-- What this task involves --
Nothing should be left out. Give all the data again exactly as written.

-- Records from a data collection --
------------------------------
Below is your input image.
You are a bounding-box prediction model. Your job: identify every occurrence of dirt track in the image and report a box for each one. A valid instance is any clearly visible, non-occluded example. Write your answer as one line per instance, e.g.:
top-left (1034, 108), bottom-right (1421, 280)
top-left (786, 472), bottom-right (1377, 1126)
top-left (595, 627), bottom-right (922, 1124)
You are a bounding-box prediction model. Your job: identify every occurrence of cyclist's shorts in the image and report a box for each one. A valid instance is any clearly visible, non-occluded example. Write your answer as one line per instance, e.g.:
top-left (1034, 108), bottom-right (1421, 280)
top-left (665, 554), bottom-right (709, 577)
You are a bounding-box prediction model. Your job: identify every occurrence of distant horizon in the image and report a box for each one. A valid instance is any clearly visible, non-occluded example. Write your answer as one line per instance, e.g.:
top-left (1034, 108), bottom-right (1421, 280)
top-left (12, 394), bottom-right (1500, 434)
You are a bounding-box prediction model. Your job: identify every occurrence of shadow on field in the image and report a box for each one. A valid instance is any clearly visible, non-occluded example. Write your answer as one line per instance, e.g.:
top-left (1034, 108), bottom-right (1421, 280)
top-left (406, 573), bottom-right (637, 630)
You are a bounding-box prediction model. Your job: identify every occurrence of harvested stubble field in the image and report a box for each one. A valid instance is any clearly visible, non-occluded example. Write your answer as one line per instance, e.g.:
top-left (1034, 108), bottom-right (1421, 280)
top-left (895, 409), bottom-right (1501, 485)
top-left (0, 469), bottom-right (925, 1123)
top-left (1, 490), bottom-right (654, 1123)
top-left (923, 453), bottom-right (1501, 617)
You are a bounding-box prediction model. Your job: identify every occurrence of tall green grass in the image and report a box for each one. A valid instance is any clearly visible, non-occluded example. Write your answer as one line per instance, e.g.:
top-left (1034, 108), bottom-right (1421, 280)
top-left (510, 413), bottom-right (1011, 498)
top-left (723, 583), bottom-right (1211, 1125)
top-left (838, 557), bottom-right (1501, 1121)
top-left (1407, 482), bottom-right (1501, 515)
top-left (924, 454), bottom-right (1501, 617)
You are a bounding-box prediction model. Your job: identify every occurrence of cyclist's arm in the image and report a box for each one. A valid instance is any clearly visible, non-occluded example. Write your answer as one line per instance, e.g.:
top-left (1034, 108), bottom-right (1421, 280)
------------------------------
-- The answer --
Below is your input image.
You are a bounding-box prediction model. Your job: identify every occurrence of dirt track in the image and report a box for each one. A valid instance is any clearly visible, non-occluded example. Write your answer as one line per instance, e.g.:
top-left (1034, 108), bottom-right (1421, 280)
top-left (786, 472), bottom-right (1377, 1126)
top-left (595, 627), bottom-right (922, 1124)
You are a bounding-box prediction model. Your job: identify every occurrence of cyclist's shorts in the image and report a box for each one. A valid instance is any clearly visible, non-occluded example. Write your answer as one line per instance, e.g.:
top-left (1034, 108), bottom-right (1421, 280)
top-left (665, 554), bottom-right (709, 577)
You are a bounding-box prediction model. Your job: identify every occurrence of distant horizon in the image and report a box for each one. A valid instance is any clearly visible, non-occluded example. Write your answer as one line per instance, e.g.:
top-left (1034, 108), bottom-right (1421, 280)
top-left (12, 394), bottom-right (1500, 434)
You are a bounding-box prediction model. Your job: identify every occurrence of shadow on field in the image and report a box for each one. A valid instance is any clearly visible, non-occluded example. Write your answer as one line per instance, e.g.:
top-left (1034, 108), bottom-right (1421, 280)
top-left (406, 573), bottom-right (637, 630)
You are a bounding-box prediction model. Your job: identify every occurrence of harvested stubble field in the image and report a box for each one. A valid instance is any clearly visible, non-occluded example. Write your answer as one line per instance, e.g.:
top-left (1034, 108), bottom-right (1421, 280)
top-left (895, 409), bottom-right (1501, 485)
top-left (0, 469), bottom-right (925, 1123)
top-left (1, 490), bottom-right (654, 1123)
top-left (923, 453), bottom-right (1501, 617)
You are a bounding-box prediction model. Your job: identify every occurrence of tall green grass in the image and report a box for each one. A valid instance is any clearly visible, non-occluded example. Write your answer as one line per instance, e.g.:
top-left (1034, 108), bottom-right (1421, 280)
top-left (510, 413), bottom-right (1011, 498)
top-left (723, 583), bottom-right (1211, 1125)
top-left (838, 557), bottom-right (1501, 1121)
top-left (1407, 482), bottom-right (1501, 515)
top-left (924, 454), bottom-right (1501, 617)
You are a bounding-box prediction model. Your job: identify every occurrence of cyclist's arm in the image and report a box for each one. A valid instance is any clearly visible, non-occluded example. Write your answer as one line per instance, e.g.:
top-left (1034, 108), bottom-right (1421, 280)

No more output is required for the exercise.